- [Material provided]

• • • • •

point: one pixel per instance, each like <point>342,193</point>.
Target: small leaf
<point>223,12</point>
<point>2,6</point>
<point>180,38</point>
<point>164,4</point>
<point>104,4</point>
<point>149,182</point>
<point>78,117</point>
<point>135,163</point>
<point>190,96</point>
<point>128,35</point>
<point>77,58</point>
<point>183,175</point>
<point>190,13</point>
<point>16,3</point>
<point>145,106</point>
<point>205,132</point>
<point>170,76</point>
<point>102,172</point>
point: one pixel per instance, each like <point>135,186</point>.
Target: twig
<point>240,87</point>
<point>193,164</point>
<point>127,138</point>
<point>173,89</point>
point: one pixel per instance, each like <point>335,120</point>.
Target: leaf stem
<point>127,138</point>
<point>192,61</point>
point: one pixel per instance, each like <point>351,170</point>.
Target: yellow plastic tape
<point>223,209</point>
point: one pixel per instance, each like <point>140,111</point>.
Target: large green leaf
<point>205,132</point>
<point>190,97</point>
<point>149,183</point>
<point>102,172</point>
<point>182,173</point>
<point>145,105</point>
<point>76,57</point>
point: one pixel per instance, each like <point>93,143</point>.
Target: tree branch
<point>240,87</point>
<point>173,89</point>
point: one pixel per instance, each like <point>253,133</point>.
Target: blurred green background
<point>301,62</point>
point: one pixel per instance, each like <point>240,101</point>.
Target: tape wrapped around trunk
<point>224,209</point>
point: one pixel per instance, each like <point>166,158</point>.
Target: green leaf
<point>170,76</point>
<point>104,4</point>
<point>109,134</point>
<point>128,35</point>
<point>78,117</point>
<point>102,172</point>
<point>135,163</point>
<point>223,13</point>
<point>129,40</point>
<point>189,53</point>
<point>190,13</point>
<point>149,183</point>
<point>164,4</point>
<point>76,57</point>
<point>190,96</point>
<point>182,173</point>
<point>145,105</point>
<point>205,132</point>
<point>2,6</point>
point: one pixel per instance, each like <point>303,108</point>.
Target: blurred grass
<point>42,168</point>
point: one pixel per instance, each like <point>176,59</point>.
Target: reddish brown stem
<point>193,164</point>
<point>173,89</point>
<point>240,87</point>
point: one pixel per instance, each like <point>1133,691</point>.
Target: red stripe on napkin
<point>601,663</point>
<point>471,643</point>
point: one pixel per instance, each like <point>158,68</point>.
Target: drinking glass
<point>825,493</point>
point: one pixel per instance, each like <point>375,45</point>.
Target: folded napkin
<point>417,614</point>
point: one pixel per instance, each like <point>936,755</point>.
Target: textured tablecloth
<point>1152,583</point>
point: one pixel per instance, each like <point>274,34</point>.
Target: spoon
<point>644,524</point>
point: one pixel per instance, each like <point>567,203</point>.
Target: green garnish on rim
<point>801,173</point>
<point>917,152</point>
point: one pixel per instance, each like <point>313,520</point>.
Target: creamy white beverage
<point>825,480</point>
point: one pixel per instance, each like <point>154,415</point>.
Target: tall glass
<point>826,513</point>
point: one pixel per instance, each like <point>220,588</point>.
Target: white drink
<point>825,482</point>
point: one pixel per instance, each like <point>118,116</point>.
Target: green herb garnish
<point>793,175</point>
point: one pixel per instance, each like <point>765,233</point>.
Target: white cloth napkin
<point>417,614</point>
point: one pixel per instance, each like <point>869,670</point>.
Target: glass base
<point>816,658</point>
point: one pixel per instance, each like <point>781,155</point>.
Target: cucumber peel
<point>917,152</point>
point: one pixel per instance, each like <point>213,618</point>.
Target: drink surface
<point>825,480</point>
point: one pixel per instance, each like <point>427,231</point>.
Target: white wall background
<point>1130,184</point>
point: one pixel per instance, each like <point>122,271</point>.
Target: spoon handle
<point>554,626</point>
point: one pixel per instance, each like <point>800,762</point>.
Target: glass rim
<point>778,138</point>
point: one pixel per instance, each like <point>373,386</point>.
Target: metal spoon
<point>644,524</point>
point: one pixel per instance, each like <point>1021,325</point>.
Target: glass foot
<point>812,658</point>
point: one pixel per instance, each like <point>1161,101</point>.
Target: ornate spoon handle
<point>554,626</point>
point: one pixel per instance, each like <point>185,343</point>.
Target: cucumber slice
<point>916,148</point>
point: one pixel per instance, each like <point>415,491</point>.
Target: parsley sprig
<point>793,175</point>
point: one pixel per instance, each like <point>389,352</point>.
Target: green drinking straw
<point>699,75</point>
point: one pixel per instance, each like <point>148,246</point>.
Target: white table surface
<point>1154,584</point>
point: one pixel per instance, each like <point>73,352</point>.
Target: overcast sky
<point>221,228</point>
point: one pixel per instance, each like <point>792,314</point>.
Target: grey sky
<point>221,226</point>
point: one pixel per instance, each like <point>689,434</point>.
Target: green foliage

• • • • •

- [Exercise aim] Rewrite every line of the listing between the line holding "point: one pixel per instance, each like <point>313,520</point>." and the line holding "<point>1130,184</point>", inclusive, with each answer's point coordinates multiplied by 1.6 and rounded to whole numbers, halves rounded up. Copy the request lines unchanged, including the sample points in them, and give only these lines.

- [Solution for this problem]
point: one pixel per instance, each like <point>313,520</point>.
Target: creamy white beverage
<point>1320,768</point>
point: one pixel per instance, each like <point>154,415</point>.
Target: tall glass
<point>1322,821</point>
point: one pixel per instance, each like <point>220,588</point>.
Target: white drink
<point>1320,771</point>
point: one pixel per instance, each like <point>118,116</point>.
Target: green herb garnish
<point>1269,280</point>
point: one pixel per instance, each like <point>765,233</point>.
Target: white cloth napkin
<point>667,982</point>
point: one pixel per instance, each like <point>869,670</point>.
Target: glass base
<point>1306,1053</point>
point: one pixel per instance, each like <point>781,155</point>.
Target: cucumber peel
<point>1467,243</point>
point: one pixel per instance, each like <point>213,618</point>.
Target: drink surface
<point>1320,768</point>
point: one pixel per instance, each like <point>427,231</point>.
Target: white wall background
<point>1808,294</point>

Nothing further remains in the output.